- [ИСХОДНЫЙ ТЕКСТ]:

◇ ◇ ◇ ◇ ◇ ◇ ◇

Я не встретила среди них ни одной интересной личности. Не было у них и своей воровской солидарности и хоть зверских, но каких-то устоев. После смерти Сталина нас стали с ними соединять – поставили на одну доску, наконец. К нам хлынули целые орды этих особ. Почти у всех волосы были обесцвечены перекисью водорода – такая была у них мода. Тогда приходилось внимательно присматривать за вещами – они способны были украсть последние казённые трусы. Зато с удовольствием вспоминаю их пение под гитару. Татарка Люба Исакова, о которой говорили, что она зарубила топором надзирателя, учила меня играть на гитаре, но я не проявила способностей. Они варили «чифир» – откуда-то добывая чай, который в лагере не продавали и не пропускали в посылках, но они доставали – и постоянно находились под его наркотическим воздействием.

Как-то очень холодным зимним днём я шла по зоне и увидела одну из них. Ей было плохо, наверное, от «чифира», почему-то она была без рукавиц и без платка. Я одела её и проводила до барака. Потом она пришла ко мне, чтобы вернуть вещи. Меня отругали обитатели нашего барака, не желавшие, чтобы к нам приходили блатные. Через какое-то время пришлось мне работать вместе с ней в паре на кирпичном заводе. В конце дня она пожаловалась бригадирше, что я работала плохо. Наверное, она даже не помнила, как я её обхаживала.

Ещё в этапе мы впервые встретились с «религиозницами». В продолжение всего срока эти женщины меня очень интересовали. Знакомство с ними, а через них с Евангелием имело большое значение в моей жизни.

◇ ◇ ◇ ◇ ◇ ◇ ◇

- [НАБОР ЗАДАНИЙ]:
1. Чему Люба Исакова учила автора отрывка о лагерной жизни?
2. Перепишите дословно часть отрывка о лагерной жизни от слов «Как-то очень холодным» до слов «я её обхаживала.».

[Данные с точечной разметкой]
◇ ◇ ◇ ◇ ◇ ◇ ◇

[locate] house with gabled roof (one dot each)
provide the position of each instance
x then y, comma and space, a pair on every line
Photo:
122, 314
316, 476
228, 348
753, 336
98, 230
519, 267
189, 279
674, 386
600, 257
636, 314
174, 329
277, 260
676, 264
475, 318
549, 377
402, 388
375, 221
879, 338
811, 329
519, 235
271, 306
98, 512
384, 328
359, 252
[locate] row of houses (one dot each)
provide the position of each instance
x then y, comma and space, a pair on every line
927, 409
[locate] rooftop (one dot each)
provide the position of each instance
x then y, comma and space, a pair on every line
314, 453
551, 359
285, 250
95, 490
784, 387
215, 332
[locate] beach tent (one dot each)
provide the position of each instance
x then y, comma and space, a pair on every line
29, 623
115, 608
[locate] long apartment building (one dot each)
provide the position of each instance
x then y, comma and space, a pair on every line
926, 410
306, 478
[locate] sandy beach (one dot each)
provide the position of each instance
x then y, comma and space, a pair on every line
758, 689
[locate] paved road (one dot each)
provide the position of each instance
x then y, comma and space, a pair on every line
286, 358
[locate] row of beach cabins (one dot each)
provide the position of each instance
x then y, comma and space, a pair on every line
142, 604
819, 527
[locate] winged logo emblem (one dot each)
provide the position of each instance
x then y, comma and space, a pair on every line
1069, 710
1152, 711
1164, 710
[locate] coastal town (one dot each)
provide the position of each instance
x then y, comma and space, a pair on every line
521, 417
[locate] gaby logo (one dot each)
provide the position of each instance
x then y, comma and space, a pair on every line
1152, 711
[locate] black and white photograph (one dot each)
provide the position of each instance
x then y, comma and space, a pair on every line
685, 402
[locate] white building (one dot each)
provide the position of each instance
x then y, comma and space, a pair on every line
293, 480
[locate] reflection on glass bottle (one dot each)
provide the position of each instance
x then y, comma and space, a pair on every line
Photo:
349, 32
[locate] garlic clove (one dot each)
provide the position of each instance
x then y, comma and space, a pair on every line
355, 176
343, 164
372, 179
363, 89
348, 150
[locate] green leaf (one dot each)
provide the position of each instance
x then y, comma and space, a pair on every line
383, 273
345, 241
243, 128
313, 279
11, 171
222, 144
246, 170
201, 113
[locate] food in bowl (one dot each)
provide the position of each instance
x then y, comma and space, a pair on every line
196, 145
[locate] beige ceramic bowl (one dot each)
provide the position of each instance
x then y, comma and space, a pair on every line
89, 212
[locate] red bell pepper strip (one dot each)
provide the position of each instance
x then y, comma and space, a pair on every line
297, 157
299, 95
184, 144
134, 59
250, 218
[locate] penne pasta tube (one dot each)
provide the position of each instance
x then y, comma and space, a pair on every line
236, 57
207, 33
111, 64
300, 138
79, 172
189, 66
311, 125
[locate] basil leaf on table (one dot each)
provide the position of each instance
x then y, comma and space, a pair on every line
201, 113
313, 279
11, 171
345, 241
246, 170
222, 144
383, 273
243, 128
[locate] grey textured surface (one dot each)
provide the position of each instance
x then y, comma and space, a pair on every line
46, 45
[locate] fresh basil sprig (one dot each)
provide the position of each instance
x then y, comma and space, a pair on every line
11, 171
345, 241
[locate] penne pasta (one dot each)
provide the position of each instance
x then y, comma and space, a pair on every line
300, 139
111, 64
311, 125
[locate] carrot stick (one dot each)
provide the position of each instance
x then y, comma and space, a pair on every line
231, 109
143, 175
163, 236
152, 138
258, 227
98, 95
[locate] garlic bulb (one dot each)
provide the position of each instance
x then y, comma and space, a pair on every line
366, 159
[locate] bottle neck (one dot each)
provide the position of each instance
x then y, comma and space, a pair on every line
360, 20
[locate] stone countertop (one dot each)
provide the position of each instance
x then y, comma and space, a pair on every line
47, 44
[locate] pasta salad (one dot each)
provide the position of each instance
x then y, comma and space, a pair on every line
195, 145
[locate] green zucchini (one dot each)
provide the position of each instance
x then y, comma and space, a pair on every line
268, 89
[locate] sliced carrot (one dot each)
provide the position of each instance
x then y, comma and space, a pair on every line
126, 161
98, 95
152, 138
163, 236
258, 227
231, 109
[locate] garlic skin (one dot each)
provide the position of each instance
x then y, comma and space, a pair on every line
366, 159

◇ ◇ ◇ ◇ ◇ ◇ ◇

- [ОТВЕТЫ К ЗАДАНИЯМ]:
1. Играть на гитаре.

2.
Как-то очень холодным зимним днём я шла по зоне и увидела одну из них. Ей было плохо, наверное, от «чифира», почему-то она была без рукавиц и без платка. Я одела её и проводила до барака. Потом она пришла ко мне, чтобы вернуть вещи. Меня отругали обитатели нашего барака, не желавшие, чтобы к нам приходили блатные. Через какое-то время пришлось мне работать вместе с ней в паре на кирпичном заводе. В конце дня она пожаловалась бригадирше, что я работала плохо. Наверное, она даже не помнила, как я её обхаживала.